Reproduce everything from the start of the material down to the line containing "(1150, 819)", both ends included, keeping the requests unchanged but multiplying every coordinate in the answers by 0.95 and rounding to whole numbers, with halves rounded up. Give only those lines, and leave the pictures out.
## START
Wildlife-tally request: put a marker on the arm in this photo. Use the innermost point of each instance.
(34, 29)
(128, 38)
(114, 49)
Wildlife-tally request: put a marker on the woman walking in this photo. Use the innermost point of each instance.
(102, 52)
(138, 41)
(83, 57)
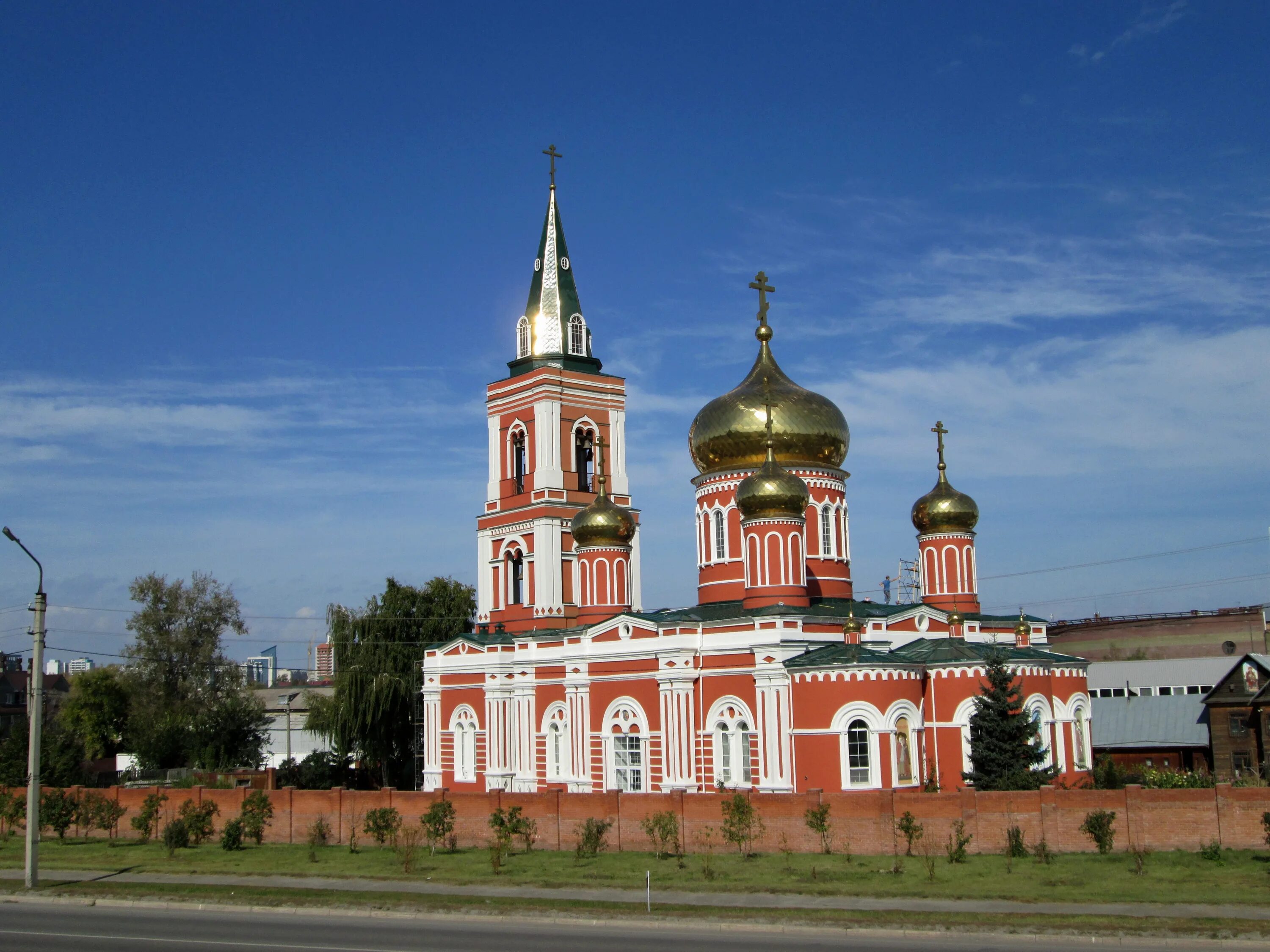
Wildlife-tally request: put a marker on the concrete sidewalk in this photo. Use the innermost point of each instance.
(731, 900)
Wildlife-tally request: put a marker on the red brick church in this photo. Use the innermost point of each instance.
(778, 680)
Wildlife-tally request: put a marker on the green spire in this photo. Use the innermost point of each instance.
(553, 303)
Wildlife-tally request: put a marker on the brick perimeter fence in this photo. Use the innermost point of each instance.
(1150, 819)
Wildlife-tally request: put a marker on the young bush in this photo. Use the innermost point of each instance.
(383, 824)
(1100, 827)
(232, 834)
(817, 819)
(146, 822)
(256, 815)
(176, 836)
(742, 824)
(592, 837)
(1015, 846)
(910, 829)
(58, 812)
(439, 824)
(199, 820)
(958, 841)
(663, 833)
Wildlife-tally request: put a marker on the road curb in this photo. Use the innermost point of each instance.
(670, 923)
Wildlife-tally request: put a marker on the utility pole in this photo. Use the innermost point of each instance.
(36, 718)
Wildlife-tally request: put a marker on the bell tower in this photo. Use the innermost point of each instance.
(545, 421)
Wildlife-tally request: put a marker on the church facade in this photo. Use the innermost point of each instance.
(779, 678)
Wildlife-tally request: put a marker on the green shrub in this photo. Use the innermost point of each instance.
(958, 841)
(910, 829)
(59, 812)
(176, 836)
(199, 820)
(742, 824)
(146, 822)
(257, 814)
(663, 833)
(383, 824)
(439, 824)
(232, 834)
(817, 819)
(592, 837)
(1099, 827)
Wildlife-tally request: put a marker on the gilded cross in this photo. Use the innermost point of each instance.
(938, 429)
(550, 150)
(764, 289)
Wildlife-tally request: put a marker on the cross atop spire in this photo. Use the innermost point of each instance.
(938, 429)
(760, 285)
(550, 150)
(600, 464)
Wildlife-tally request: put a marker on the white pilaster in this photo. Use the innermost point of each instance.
(548, 471)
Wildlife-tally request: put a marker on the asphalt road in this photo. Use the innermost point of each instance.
(66, 928)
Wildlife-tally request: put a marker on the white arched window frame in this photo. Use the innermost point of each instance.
(859, 725)
(1043, 720)
(627, 747)
(732, 729)
(900, 715)
(522, 338)
(555, 728)
(463, 729)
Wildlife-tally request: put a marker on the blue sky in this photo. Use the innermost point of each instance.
(258, 262)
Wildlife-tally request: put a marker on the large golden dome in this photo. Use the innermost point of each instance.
(807, 428)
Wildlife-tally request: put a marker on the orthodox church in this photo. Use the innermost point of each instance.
(779, 678)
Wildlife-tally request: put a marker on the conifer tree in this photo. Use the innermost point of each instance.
(1005, 751)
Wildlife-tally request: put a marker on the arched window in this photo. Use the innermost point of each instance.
(464, 730)
(516, 579)
(858, 753)
(519, 460)
(522, 338)
(583, 459)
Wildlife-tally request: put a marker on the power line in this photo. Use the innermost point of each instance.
(1127, 559)
(1143, 592)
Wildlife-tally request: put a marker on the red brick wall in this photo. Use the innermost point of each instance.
(863, 822)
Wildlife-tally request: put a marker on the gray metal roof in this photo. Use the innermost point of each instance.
(1178, 720)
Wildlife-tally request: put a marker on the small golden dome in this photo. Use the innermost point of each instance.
(604, 522)
(729, 431)
(944, 509)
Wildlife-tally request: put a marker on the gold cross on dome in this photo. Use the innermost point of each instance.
(938, 429)
(764, 289)
(550, 150)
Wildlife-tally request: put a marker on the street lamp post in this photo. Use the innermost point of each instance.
(36, 718)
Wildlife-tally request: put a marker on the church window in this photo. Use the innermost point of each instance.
(629, 762)
(858, 753)
(519, 460)
(516, 579)
(522, 338)
(583, 459)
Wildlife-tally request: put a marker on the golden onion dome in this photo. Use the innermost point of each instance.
(807, 428)
(604, 522)
(944, 509)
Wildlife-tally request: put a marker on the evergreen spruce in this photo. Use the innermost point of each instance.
(1005, 751)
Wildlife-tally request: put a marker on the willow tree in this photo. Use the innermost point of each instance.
(379, 655)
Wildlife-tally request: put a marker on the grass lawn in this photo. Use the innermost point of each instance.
(1241, 878)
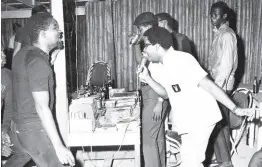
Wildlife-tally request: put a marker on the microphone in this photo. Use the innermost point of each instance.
(141, 65)
(135, 39)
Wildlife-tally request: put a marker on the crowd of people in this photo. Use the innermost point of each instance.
(171, 78)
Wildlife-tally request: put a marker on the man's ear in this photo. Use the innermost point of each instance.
(42, 33)
(225, 16)
(157, 46)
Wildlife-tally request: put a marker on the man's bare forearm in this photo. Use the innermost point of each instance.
(218, 93)
(48, 123)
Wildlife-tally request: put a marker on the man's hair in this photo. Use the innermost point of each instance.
(222, 6)
(37, 23)
(16, 26)
(159, 35)
(38, 9)
(171, 22)
(144, 19)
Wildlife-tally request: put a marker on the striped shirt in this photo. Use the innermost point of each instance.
(223, 59)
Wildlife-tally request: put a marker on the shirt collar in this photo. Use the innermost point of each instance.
(222, 27)
(169, 52)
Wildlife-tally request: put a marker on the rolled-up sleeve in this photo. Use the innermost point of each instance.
(8, 105)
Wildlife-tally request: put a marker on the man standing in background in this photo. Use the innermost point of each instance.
(154, 108)
(12, 38)
(223, 61)
(33, 130)
(6, 106)
(181, 41)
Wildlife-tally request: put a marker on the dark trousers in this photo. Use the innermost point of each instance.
(256, 160)
(31, 141)
(222, 146)
(153, 133)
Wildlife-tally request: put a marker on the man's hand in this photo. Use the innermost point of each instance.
(6, 150)
(5, 138)
(64, 155)
(157, 116)
(134, 39)
(143, 75)
(250, 112)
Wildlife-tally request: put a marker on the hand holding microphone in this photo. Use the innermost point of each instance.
(134, 39)
(141, 65)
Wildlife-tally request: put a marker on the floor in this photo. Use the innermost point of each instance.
(239, 160)
(244, 154)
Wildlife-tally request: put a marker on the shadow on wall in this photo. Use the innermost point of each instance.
(240, 49)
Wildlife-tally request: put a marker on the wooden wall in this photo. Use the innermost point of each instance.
(104, 32)
(105, 18)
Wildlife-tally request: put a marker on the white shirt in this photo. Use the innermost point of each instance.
(193, 107)
(11, 42)
(223, 59)
(156, 71)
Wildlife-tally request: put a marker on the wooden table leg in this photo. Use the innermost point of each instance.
(259, 136)
(137, 155)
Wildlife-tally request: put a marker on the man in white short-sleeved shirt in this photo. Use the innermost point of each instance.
(191, 93)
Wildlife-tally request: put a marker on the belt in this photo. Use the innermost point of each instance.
(143, 84)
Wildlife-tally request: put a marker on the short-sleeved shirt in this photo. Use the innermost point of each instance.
(22, 36)
(32, 72)
(193, 107)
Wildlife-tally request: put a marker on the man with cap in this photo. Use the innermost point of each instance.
(154, 108)
(22, 35)
(193, 97)
(181, 41)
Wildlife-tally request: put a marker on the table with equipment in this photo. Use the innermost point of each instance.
(110, 122)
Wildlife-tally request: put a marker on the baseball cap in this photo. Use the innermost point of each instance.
(38, 9)
(163, 16)
(146, 17)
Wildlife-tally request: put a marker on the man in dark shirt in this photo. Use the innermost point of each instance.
(154, 108)
(34, 133)
(22, 35)
(181, 41)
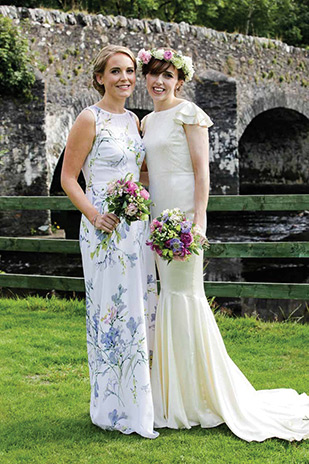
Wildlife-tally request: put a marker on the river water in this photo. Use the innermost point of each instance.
(222, 227)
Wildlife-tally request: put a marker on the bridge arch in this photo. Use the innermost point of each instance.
(273, 153)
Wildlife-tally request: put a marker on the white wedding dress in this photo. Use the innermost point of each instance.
(120, 286)
(194, 381)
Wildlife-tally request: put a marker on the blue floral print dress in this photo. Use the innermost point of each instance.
(120, 287)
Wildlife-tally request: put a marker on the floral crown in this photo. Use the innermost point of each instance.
(175, 58)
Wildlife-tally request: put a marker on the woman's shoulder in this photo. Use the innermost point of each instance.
(189, 113)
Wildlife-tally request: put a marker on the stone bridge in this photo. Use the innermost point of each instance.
(254, 89)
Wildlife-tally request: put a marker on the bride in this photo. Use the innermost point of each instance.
(194, 381)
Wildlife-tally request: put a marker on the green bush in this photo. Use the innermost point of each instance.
(16, 75)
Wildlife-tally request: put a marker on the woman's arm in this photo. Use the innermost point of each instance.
(79, 144)
(197, 138)
(144, 176)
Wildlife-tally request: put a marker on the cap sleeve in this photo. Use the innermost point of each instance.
(192, 114)
(143, 124)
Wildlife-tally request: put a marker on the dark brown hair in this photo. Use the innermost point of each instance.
(101, 60)
(156, 66)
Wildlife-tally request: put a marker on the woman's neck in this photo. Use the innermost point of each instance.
(166, 105)
(112, 105)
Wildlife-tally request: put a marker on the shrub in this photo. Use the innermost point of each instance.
(16, 75)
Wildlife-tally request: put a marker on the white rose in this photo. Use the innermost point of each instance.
(158, 54)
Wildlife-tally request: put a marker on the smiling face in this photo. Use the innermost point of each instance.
(118, 77)
(162, 86)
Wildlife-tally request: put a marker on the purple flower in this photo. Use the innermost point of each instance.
(186, 227)
(131, 209)
(186, 239)
(176, 245)
(168, 55)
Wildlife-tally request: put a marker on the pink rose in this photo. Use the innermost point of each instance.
(144, 55)
(145, 194)
(131, 187)
(157, 224)
(168, 55)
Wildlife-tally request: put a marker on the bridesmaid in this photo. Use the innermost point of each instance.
(119, 278)
(194, 381)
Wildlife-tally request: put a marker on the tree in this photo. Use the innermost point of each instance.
(16, 75)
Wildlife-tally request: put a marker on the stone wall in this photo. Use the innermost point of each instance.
(237, 77)
(25, 170)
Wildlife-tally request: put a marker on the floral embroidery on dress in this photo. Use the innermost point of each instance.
(120, 287)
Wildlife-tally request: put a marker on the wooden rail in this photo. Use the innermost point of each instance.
(231, 289)
(216, 203)
(217, 250)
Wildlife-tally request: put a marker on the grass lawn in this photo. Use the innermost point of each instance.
(44, 392)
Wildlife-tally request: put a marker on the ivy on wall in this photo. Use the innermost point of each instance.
(16, 74)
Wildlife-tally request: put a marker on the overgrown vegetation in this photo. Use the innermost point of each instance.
(284, 19)
(16, 75)
(44, 392)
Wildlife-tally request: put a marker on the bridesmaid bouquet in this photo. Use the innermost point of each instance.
(128, 200)
(173, 236)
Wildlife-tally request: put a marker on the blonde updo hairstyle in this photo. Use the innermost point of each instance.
(101, 60)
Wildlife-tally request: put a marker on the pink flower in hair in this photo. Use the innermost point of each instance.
(144, 55)
(168, 55)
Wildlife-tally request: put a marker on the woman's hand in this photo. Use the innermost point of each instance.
(200, 233)
(106, 222)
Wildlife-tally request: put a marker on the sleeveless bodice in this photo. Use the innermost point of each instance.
(117, 150)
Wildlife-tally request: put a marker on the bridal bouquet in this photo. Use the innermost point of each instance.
(173, 236)
(128, 200)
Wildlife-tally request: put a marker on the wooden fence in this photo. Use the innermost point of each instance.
(217, 250)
## END
▶ [SOLUTION TO THIS PROBLEM]:
Wildlife-tally request: put a marker on the arm in this photo. Use the innermost point of each instance.
(32, 28)
(122, 36)
(108, 47)
Wildlife-tally request: put a marker on the woman walking in this photo. Use the innermost point of each instance.
(97, 49)
(131, 39)
(79, 54)
Wildlife-tally request: put a marker on the concrete sidewalk in this photo. Use the innermost point of each instance.
(694, 855)
Wildlife-tally request: put a marker on the red brick church in this photo. Use the innermost point of each instance.
(739, 646)
Wildlife-tally request: put a marker on the green spire in this photo. Use the innermost point of each instance.
(525, 288)
Wildlife-tally request: put a marker on the brick perimeter fence in this photo. Use the innermost point of each instance.
(1093, 778)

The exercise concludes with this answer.